* Exercise aim: In the Earth Day 2005 article below, condense the paragraph beginning "Four years before Gorbachev's speeches" into a short bulleted list that keeps its main facts.

* Source excerpt:
***
Earth Day 2005: Is the Cross Green?

On March, 2 1994, Mikhail Gorbachev addressed the 2nd World Peace Conference in Seoul, Korea. His message: “The future improvement in regulating world processes and the transition to a new world order is closely connected with the assertion of a new value system.”

A New Paradigm?

Concluding, he remarked: “We need a new paradigm of existence. In the 20th century, mankind acquired common interests and goals — economic well-being, harmonization with nature, human freedom, equality among peoples and nations. The challenge is how to incorporate these goals into international and national policy.” One month later he addressed The Hague and explained how his new organization hoped to accomplish the task: “The super task of Green Cross International and of its national organizations is to help the development of global environmental consciousness, of new values and the transition to a new civilization.”

Four years before Gorbachev’s speeches, Pope John Paul II issued a call for Catholics to take environmental issues seriously in his January 1, 1990 World Peace letter, entitled: The Ecological Crisis: A Common Responsibility. He opened by noting that: “a new ecological awareness is beginning to emerge which, rather than being downplayed, ought to be encouraged to develop into concrete programs and initiatives.”

It should interest Catholics that a former head of the Communist party desires to include the Christian symbol in his new international movement dedicated to “environmental consciousness.” Perhaps we can be of assistance in developing Gorbachev’s paradigm shift in favor of the New Evangelization and create a win-win situation for the Catholic and Green movements: Christians (as the pope desires) would take more seriously Green issues and the Green movement could see Christians as partners. If there is an international “Green Cross” movement, let’s help them lift high the Cross and remind the world of its full salvific meaning. Even Gorbachev mentioned the cross as a symbol of “saving” in his Green Cross addresses.

Holiness + Compassion = Witness

The difficulty for those coming from a Marxist or materialist background is that they often reject Christianity based on false representations of it. They are not ready to hear a Christian-based ecology because they know only the weak and sinful human side of the Church’s earthly representatives: “[Atheism] springs from various causes, among which must be included a critical reaction against…the Christian religion in particular” (Gaudium et Spes nr. 19). We Christians can help change that by striving for true holiness and adhering to the full Gospel, really loving our enemies and praying for those who persecute us.
***
* Object location annotation data:
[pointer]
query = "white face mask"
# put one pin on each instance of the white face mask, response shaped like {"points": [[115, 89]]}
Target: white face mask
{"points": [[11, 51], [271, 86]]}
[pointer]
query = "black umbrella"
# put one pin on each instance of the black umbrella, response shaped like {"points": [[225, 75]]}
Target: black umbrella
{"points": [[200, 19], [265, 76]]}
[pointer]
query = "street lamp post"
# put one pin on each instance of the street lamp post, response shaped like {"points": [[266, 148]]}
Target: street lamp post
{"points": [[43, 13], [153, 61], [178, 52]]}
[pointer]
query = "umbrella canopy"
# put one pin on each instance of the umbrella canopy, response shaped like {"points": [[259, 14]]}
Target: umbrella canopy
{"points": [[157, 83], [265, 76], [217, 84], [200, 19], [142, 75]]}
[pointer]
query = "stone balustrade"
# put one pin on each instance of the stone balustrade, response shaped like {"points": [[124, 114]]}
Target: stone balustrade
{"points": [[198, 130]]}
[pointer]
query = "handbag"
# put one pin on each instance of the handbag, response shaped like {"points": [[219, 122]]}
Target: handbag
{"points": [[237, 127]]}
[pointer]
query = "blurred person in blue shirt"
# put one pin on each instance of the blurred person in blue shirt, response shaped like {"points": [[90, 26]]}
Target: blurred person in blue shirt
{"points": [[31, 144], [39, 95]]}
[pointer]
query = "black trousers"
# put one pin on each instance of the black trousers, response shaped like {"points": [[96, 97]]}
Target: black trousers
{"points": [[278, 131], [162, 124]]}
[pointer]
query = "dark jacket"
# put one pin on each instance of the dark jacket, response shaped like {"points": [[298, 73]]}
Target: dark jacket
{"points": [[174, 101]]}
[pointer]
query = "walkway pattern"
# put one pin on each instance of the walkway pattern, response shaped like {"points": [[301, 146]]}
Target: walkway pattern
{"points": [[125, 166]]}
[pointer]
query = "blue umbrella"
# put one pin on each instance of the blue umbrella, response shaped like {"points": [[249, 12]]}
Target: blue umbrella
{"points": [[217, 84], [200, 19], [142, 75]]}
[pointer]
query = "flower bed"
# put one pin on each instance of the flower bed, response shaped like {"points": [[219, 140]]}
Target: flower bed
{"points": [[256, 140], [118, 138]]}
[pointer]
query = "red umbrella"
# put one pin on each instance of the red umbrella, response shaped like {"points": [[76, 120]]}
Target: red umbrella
***
* The result:
- Four years before Gorbachev's speeches, Pope John Paul II called on Catholics to take environmental issues seriously.
- He did so in his January 1, 1990 World Peace letter, titled The Ecological Crisis: A Common Responsibility.
- The letter opened by noting that a new ecological awareness was emerging and should be encouraged to develop into concrete programs and initiatives.